> [Task requirements]
Please put the lines of the listing below into a JSON list of strings, one string per line and no blank lines, starting with the line with "the blurred red" and going on through the line with "x=570, y=72". Include both of those lines and no others.

> [Data for this exercise]

################

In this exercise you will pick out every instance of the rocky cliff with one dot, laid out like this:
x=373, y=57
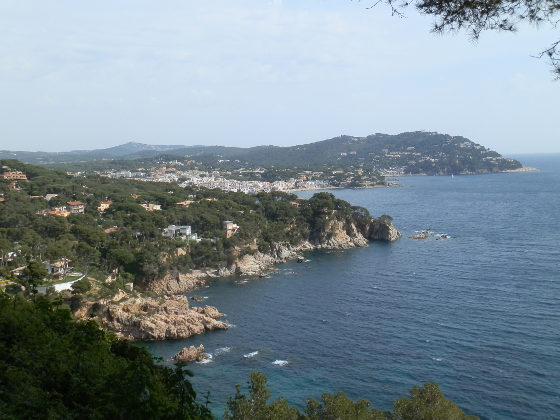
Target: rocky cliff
x=381, y=230
x=338, y=234
x=145, y=319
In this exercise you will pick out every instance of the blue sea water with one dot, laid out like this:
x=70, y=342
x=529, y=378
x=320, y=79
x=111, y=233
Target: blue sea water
x=478, y=313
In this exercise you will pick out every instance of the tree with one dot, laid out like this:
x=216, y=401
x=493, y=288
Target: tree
x=427, y=403
x=55, y=367
x=255, y=406
x=481, y=15
x=34, y=273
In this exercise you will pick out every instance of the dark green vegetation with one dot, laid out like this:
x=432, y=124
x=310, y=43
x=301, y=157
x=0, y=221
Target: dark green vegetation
x=426, y=403
x=53, y=367
x=497, y=15
x=416, y=152
x=127, y=239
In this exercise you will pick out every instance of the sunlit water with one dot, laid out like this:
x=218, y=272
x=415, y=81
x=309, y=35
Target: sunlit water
x=478, y=313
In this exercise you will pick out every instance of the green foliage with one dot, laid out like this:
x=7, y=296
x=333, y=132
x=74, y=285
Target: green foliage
x=54, y=367
x=256, y=406
x=339, y=406
x=128, y=238
x=426, y=403
x=81, y=286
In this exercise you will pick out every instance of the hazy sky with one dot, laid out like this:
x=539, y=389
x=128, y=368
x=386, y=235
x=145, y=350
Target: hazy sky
x=92, y=74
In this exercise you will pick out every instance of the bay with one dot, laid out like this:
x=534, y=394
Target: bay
x=477, y=313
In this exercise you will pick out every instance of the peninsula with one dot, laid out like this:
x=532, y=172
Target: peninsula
x=131, y=246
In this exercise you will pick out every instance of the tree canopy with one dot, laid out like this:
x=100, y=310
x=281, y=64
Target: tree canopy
x=476, y=16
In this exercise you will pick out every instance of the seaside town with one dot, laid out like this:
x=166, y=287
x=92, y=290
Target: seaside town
x=307, y=180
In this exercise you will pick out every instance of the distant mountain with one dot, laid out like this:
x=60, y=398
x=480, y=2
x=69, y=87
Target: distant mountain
x=417, y=152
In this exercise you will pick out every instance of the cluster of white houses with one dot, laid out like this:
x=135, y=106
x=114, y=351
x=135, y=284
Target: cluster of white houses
x=185, y=232
x=72, y=207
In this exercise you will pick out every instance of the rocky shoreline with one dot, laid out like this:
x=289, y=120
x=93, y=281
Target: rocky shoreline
x=149, y=319
x=168, y=317
x=340, y=236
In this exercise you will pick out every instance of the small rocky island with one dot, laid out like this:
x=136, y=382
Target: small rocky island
x=170, y=317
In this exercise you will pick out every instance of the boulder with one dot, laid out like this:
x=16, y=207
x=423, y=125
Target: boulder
x=191, y=354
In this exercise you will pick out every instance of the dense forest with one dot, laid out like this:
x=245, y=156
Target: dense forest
x=54, y=367
x=127, y=238
x=417, y=152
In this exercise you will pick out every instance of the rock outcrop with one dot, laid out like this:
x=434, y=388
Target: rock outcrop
x=381, y=230
x=191, y=354
x=338, y=234
x=146, y=319
x=178, y=283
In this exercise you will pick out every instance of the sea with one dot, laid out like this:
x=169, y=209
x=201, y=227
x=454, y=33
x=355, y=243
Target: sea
x=474, y=307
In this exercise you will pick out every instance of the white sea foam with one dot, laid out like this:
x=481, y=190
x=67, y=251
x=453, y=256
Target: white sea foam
x=222, y=350
x=208, y=360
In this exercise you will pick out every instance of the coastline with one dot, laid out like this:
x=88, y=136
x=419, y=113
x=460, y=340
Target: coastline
x=168, y=315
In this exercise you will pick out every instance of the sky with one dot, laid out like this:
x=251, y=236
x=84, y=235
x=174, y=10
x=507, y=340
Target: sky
x=87, y=75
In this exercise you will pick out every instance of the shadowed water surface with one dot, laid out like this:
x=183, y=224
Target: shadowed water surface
x=477, y=313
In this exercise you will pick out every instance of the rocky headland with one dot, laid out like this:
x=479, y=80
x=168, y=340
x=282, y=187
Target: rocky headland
x=147, y=319
x=135, y=317
x=338, y=234
x=191, y=354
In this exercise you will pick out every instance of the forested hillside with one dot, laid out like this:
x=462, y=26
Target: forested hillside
x=417, y=152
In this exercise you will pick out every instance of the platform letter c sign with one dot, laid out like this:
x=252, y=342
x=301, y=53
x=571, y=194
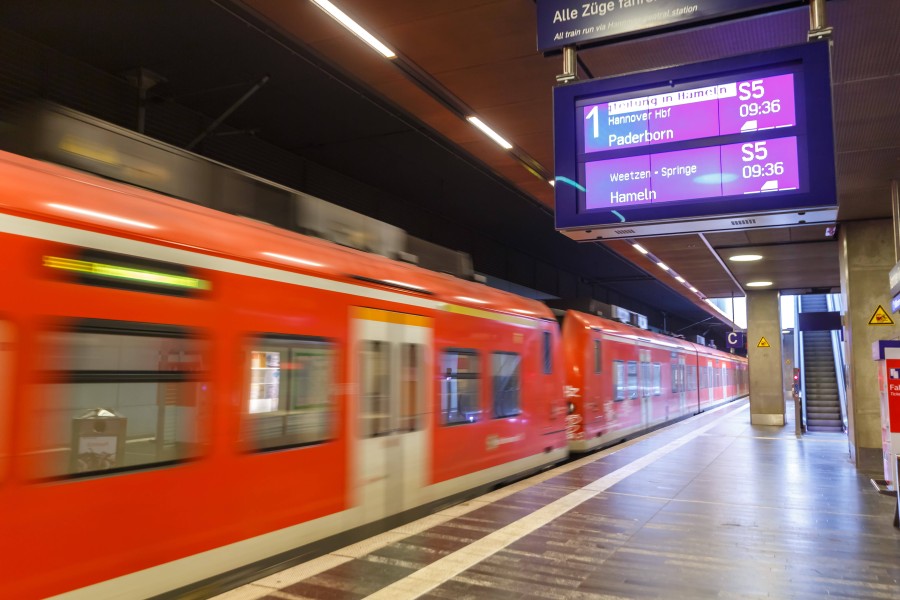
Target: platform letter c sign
x=734, y=339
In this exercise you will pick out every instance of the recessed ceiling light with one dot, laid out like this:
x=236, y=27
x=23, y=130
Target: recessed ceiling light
x=745, y=257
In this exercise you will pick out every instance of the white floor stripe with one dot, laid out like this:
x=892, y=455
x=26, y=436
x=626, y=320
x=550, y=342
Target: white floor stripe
x=264, y=587
x=428, y=578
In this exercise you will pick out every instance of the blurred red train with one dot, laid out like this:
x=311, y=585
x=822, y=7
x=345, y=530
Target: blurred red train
x=621, y=380
x=184, y=392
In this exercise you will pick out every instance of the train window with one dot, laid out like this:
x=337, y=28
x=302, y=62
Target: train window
x=619, y=380
x=375, y=400
x=289, y=400
x=460, y=386
x=645, y=379
x=121, y=396
x=632, y=379
x=548, y=353
x=505, y=376
x=412, y=386
x=6, y=355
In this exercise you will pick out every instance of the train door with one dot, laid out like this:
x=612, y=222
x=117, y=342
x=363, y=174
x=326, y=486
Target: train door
x=392, y=354
x=646, y=387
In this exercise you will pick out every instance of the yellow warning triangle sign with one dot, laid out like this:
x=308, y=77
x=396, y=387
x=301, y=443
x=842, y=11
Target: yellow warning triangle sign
x=881, y=317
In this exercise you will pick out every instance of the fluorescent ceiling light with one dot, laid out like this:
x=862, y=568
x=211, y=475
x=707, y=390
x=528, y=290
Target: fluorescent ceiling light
x=745, y=257
x=104, y=216
x=489, y=132
x=354, y=27
x=301, y=261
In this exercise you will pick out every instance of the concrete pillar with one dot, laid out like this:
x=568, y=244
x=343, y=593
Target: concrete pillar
x=866, y=256
x=764, y=354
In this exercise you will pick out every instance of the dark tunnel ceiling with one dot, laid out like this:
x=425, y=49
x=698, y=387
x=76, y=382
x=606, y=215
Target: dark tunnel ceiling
x=333, y=101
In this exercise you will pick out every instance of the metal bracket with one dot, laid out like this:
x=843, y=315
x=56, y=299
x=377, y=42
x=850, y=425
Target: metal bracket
x=570, y=72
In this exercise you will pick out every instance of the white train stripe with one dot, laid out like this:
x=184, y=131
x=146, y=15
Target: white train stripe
x=110, y=243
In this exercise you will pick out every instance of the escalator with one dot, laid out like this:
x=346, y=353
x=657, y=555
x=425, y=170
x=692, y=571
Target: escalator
x=820, y=382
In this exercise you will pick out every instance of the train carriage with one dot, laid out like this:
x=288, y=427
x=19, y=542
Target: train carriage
x=621, y=380
x=184, y=392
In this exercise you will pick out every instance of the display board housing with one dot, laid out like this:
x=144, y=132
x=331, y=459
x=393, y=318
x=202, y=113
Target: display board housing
x=742, y=142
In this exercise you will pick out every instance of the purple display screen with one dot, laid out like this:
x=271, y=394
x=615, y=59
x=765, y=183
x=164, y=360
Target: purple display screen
x=742, y=169
x=743, y=106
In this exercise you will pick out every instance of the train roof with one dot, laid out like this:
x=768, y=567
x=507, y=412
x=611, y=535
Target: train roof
x=48, y=192
x=631, y=332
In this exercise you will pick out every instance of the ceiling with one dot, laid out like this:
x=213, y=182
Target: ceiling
x=479, y=56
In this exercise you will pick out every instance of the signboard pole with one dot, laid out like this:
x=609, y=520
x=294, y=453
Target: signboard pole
x=570, y=68
x=818, y=24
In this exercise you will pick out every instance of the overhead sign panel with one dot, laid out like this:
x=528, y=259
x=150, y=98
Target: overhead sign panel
x=689, y=148
x=575, y=22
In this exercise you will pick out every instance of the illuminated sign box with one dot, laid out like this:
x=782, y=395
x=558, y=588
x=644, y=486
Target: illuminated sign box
x=742, y=142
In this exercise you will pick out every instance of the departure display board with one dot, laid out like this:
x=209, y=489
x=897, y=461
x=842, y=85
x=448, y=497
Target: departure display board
x=750, y=134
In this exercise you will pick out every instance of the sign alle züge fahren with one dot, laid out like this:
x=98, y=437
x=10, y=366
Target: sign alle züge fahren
x=572, y=22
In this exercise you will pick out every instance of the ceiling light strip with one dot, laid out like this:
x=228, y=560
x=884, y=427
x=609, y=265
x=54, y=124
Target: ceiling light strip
x=489, y=132
x=355, y=28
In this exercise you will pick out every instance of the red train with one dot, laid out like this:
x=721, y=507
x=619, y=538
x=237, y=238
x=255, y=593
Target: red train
x=185, y=392
x=620, y=379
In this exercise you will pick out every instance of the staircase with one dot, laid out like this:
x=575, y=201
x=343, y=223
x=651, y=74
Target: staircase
x=823, y=406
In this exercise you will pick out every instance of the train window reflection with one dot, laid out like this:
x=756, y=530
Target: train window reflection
x=6, y=350
x=505, y=375
x=657, y=379
x=548, y=354
x=460, y=381
x=619, y=380
x=632, y=379
x=376, y=388
x=411, y=387
x=119, y=396
x=290, y=401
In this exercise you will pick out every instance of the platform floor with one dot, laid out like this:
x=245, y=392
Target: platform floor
x=711, y=507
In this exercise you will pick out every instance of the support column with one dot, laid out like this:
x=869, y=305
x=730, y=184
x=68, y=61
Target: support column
x=764, y=354
x=866, y=256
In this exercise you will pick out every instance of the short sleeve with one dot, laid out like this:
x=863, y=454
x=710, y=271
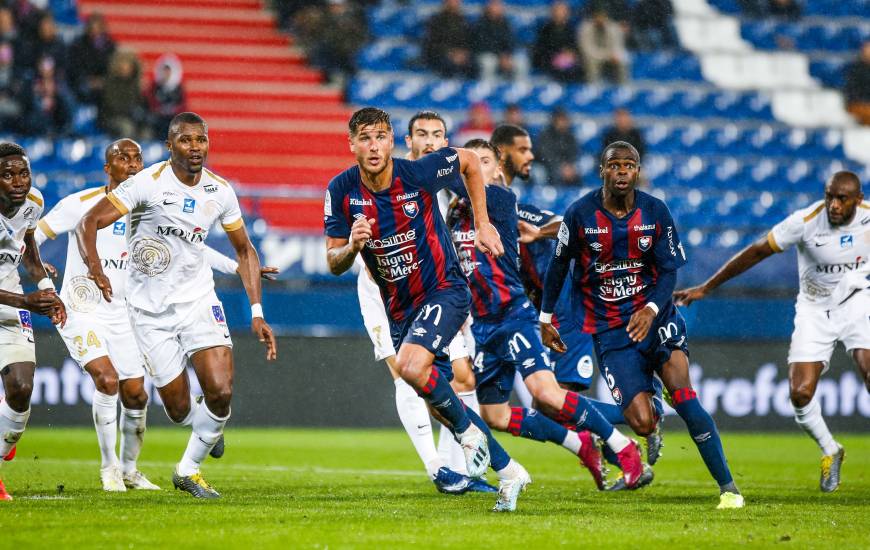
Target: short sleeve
x=61, y=219
x=231, y=217
x=669, y=252
x=786, y=233
x=438, y=170
x=131, y=193
x=334, y=218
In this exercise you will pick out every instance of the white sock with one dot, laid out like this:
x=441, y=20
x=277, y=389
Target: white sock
x=617, y=441
x=132, y=435
x=207, y=429
x=572, y=442
x=12, y=424
x=522, y=391
x=415, y=418
x=810, y=419
x=105, y=411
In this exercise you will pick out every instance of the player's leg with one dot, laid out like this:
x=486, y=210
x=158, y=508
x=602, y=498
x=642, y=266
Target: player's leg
x=104, y=408
x=702, y=428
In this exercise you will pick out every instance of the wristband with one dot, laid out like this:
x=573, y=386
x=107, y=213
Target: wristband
x=45, y=283
x=257, y=310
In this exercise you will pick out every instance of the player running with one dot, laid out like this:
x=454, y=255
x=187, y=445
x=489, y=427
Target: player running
x=173, y=310
x=20, y=208
x=508, y=341
x=626, y=252
x=832, y=237
x=97, y=333
x=446, y=465
x=385, y=209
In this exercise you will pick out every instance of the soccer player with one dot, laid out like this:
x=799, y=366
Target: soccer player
x=385, y=209
x=97, y=333
x=171, y=304
x=446, y=465
x=626, y=252
x=832, y=237
x=20, y=208
x=508, y=341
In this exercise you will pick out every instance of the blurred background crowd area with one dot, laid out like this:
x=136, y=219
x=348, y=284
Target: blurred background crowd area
x=740, y=108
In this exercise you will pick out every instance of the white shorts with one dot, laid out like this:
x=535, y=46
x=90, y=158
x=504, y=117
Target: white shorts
x=16, y=336
x=168, y=339
x=378, y=326
x=89, y=336
x=817, y=330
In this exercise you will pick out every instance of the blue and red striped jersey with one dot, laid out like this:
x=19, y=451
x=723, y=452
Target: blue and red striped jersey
x=534, y=260
x=410, y=254
x=495, y=282
x=617, y=262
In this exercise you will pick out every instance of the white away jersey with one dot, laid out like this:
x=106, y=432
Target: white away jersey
x=169, y=222
x=12, y=239
x=78, y=291
x=825, y=253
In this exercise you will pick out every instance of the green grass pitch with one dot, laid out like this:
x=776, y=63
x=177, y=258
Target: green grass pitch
x=355, y=488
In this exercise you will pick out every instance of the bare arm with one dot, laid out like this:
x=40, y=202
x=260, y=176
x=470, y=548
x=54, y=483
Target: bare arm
x=249, y=271
x=100, y=216
x=743, y=260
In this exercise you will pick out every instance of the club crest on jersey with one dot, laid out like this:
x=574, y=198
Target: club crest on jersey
x=846, y=241
x=644, y=242
x=411, y=209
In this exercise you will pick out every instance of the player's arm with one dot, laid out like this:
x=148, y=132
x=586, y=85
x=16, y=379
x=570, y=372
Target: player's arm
x=45, y=301
x=249, y=271
x=743, y=260
x=104, y=213
x=341, y=252
x=486, y=236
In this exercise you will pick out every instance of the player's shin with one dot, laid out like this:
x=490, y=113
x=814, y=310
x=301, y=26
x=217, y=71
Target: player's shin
x=703, y=430
x=207, y=429
x=132, y=436
x=105, y=412
x=415, y=418
x=12, y=424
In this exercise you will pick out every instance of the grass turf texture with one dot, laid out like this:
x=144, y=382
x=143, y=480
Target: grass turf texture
x=343, y=488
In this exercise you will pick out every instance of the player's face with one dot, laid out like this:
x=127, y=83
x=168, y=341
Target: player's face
x=620, y=171
x=841, y=200
x=519, y=157
x=14, y=180
x=372, y=146
x=427, y=136
x=188, y=147
x=125, y=161
x=488, y=165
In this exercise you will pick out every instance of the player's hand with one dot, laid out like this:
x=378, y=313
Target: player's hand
x=360, y=233
x=487, y=239
x=264, y=334
x=528, y=232
x=42, y=302
x=551, y=338
x=639, y=324
x=58, y=316
x=686, y=296
x=268, y=272
x=103, y=284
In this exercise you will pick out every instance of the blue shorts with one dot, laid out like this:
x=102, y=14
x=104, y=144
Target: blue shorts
x=506, y=346
x=628, y=367
x=434, y=325
x=575, y=366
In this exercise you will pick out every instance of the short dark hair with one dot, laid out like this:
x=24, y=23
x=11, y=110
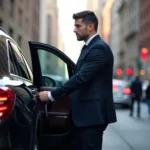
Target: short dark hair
x=87, y=17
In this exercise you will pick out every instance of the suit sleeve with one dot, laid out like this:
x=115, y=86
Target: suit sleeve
x=93, y=63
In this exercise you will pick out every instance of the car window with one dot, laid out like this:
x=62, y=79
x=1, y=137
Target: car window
x=17, y=64
x=53, y=67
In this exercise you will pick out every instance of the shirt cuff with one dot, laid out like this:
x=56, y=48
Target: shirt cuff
x=50, y=97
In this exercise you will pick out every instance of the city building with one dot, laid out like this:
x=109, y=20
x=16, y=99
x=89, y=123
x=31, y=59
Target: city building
x=20, y=18
x=145, y=33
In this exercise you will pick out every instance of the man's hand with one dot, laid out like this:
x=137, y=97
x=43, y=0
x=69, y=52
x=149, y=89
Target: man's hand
x=43, y=96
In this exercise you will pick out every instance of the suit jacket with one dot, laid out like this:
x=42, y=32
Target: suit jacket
x=91, y=86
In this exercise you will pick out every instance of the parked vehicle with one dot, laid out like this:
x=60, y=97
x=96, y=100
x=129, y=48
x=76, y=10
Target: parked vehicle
x=121, y=92
x=18, y=83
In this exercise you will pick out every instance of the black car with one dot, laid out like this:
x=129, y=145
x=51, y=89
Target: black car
x=24, y=123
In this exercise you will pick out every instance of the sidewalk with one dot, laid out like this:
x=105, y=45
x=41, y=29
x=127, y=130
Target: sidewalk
x=128, y=133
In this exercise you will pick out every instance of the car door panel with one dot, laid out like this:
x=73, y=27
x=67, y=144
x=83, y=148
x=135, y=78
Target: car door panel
x=55, y=127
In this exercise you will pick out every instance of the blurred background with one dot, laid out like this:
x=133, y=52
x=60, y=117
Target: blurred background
x=123, y=24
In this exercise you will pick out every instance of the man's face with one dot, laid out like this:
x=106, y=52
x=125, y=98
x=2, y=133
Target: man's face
x=81, y=30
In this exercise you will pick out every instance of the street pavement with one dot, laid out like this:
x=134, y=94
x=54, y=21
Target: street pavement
x=129, y=133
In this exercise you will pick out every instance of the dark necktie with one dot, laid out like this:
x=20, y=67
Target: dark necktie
x=83, y=50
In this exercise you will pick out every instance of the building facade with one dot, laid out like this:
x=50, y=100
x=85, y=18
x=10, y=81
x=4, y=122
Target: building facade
x=115, y=33
x=145, y=33
x=21, y=20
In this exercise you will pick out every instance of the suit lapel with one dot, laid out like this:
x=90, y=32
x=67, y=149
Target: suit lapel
x=89, y=45
x=87, y=50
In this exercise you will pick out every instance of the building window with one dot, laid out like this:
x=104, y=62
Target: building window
x=20, y=17
x=48, y=29
x=11, y=32
x=1, y=3
x=1, y=22
x=19, y=40
x=12, y=8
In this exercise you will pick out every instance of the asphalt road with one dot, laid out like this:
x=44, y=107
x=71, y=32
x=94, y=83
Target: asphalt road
x=129, y=133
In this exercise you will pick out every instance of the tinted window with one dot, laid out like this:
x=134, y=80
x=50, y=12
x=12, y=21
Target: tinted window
x=53, y=67
x=17, y=65
x=3, y=58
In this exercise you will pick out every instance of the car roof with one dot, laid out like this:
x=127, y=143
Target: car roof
x=4, y=33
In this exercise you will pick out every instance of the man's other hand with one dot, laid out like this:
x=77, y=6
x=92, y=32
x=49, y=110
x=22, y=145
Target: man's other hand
x=43, y=96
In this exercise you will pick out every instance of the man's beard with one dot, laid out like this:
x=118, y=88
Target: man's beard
x=82, y=38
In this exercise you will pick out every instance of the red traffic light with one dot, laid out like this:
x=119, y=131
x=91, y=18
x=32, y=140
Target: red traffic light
x=129, y=71
x=119, y=71
x=144, y=53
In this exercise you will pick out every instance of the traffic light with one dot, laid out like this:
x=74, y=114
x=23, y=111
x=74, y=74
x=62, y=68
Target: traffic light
x=119, y=71
x=129, y=71
x=144, y=53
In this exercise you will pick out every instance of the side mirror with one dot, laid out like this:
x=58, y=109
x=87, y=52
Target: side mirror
x=48, y=82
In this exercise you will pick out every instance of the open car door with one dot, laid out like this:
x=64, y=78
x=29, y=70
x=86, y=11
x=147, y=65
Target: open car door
x=51, y=68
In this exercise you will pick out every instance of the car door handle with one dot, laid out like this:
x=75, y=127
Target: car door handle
x=34, y=91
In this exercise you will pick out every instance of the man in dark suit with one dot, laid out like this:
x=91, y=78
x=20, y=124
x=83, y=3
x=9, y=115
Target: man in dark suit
x=90, y=86
x=136, y=95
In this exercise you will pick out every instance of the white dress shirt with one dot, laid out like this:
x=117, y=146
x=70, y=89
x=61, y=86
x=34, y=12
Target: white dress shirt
x=86, y=43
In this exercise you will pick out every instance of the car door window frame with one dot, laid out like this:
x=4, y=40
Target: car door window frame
x=34, y=47
x=18, y=68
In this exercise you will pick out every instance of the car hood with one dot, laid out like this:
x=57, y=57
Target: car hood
x=7, y=81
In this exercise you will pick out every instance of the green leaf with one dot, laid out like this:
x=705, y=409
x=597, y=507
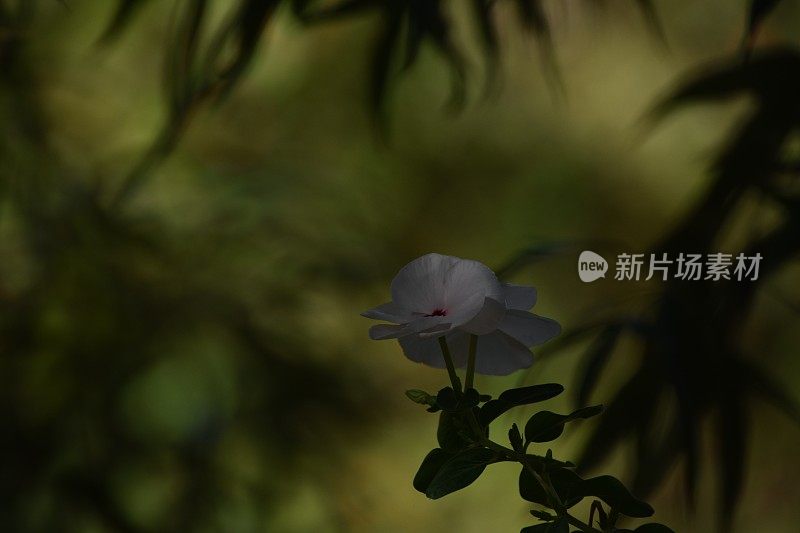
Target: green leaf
x=613, y=492
x=514, y=397
x=450, y=433
x=429, y=468
x=545, y=426
x=563, y=480
x=532, y=394
x=515, y=438
x=543, y=515
x=420, y=397
x=559, y=526
x=447, y=399
x=459, y=471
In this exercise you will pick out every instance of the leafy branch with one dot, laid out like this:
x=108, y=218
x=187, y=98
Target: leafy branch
x=465, y=450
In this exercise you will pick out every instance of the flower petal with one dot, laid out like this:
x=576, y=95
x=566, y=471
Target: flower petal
x=467, y=285
x=529, y=329
x=499, y=355
x=487, y=319
x=428, y=352
x=390, y=312
x=420, y=285
x=519, y=296
x=394, y=331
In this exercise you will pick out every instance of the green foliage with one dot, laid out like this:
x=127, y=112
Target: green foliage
x=517, y=397
x=465, y=451
x=557, y=526
x=459, y=471
x=545, y=426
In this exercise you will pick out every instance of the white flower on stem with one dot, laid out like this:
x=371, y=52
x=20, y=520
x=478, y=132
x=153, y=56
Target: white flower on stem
x=439, y=295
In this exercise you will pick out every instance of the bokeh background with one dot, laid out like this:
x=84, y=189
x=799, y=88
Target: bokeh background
x=192, y=359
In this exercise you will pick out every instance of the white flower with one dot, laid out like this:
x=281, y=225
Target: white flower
x=439, y=295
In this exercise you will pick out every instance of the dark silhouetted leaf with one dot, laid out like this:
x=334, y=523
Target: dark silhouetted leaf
x=563, y=480
x=459, y=471
x=613, y=492
x=451, y=432
x=558, y=526
x=429, y=468
x=515, y=438
x=420, y=397
x=514, y=397
x=545, y=426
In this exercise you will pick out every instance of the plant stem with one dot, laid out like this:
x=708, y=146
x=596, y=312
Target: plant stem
x=448, y=360
x=473, y=346
x=544, y=482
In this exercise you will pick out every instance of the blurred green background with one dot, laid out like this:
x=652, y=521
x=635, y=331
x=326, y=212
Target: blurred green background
x=195, y=361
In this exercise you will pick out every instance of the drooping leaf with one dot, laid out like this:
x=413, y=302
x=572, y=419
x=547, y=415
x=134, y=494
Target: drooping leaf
x=451, y=432
x=563, y=480
x=459, y=471
x=515, y=397
x=545, y=426
x=430, y=466
x=557, y=526
x=613, y=492
x=532, y=393
x=515, y=438
x=420, y=397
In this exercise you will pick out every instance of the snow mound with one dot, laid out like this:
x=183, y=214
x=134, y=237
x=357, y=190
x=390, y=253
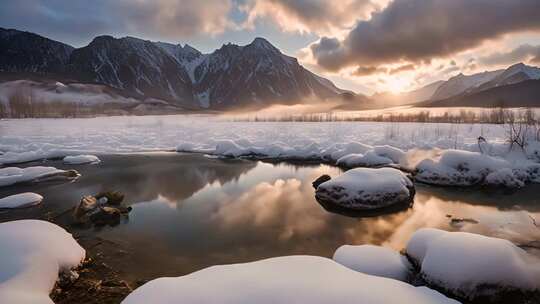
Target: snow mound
x=292, y=279
x=463, y=168
x=374, y=260
x=81, y=159
x=365, y=188
x=20, y=200
x=13, y=175
x=33, y=253
x=463, y=263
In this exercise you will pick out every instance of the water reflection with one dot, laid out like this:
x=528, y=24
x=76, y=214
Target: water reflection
x=190, y=212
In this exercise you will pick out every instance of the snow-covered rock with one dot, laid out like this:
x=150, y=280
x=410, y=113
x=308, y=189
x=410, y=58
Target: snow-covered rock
x=374, y=260
x=20, y=200
x=365, y=188
x=370, y=159
x=13, y=175
x=292, y=279
x=81, y=159
x=463, y=168
x=32, y=255
x=471, y=265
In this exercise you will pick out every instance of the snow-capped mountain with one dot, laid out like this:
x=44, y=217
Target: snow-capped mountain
x=514, y=74
x=134, y=65
x=256, y=73
x=232, y=76
x=27, y=52
x=461, y=83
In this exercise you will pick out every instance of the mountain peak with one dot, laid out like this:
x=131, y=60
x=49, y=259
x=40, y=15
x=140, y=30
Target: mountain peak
x=262, y=43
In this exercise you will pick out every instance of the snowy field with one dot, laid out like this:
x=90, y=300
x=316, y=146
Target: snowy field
x=442, y=154
x=148, y=133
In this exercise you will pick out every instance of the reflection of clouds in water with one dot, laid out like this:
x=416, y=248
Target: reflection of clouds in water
x=430, y=211
x=286, y=209
x=281, y=204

################

> [Output below]
[
  "In this exercise you will pick out every instance of the blurred red train with one dot, laid out like this:",
  "x=311, y=585",
  "x=822, y=7",
  "x=345, y=530",
  "Target: blurred red train",
  "x=621, y=380",
  "x=184, y=392",
  "In this exercise you will pick out every instance of the train window with one dot, laid out like this:",
  "x=337, y=28",
  "x=302, y=62",
  "Target: train window",
  "x=619, y=380",
  "x=375, y=400",
  "x=289, y=400",
  "x=460, y=386",
  "x=645, y=379",
  "x=121, y=396",
  "x=632, y=379",
  "x=548, y=353",
  "x=505, y=376",
  "x=412, y=386",
  "x=6, y=355",
  "In this exercise you will pick out every instance of the train door with one dot, laid out like this:",
  "x=612, y=222",
  "x=117, y=342",
  "x=363, y=174",
  "x=326, y=486",
  "Target: train door",
  "x=392, y=354",
  "x=646, y=387",
  "In this exercise you will pick out every instance of the yellow warning triangle sign with one dot, laid out like this:",
  "x=308, y=77",
  "x=396, y=387",
  "x=301, y=443",
  "x=842, y=11",
  "Target: yellow warning triangle sign",
  "x=881, y=317",
  "In this exercise you will pick out every instance of the fluorescent ceiling light with one dot, laid out like this:",
  "x=862, y=568",
  "x=211, y=475",
  "x=707, y=390",
  "x=528, y=290",
  "Target: fluorescent ceiling light",
  "x=745, y=257",
  "x=104, y=216",
  "x=489, y=132",
  "x=354, y=27",
  "x=301, y=261",
  "In this exercise you will pick out every instance of the concrete pillar with one dot, laid out like this:",
  "x=568, y=244",
  "x=343, y=593",
  "Target: concrete pillar",
  "x=866, y=256",
  "x=764, y=354",
  "In this exercise you will pick out every instance of the dark tunnel ceiling with one dot, laid out like this:",
  "x=425, y=49",
  "x=698, y=387",
  "x=76, y=382",
  "x=606, y=215",
  "Target: dark tunnel ceiling",
  "x=333, y=101",
  "In this exercise you will pick out every instance of the metal bracket with one dot, laid out like this:",
  "x=843, y=315",
  "x=56, y=299",
  "x=377, y=42",
  "x=850, y=425",
  "Target: metal bracket",
  "x=570, y=72"
]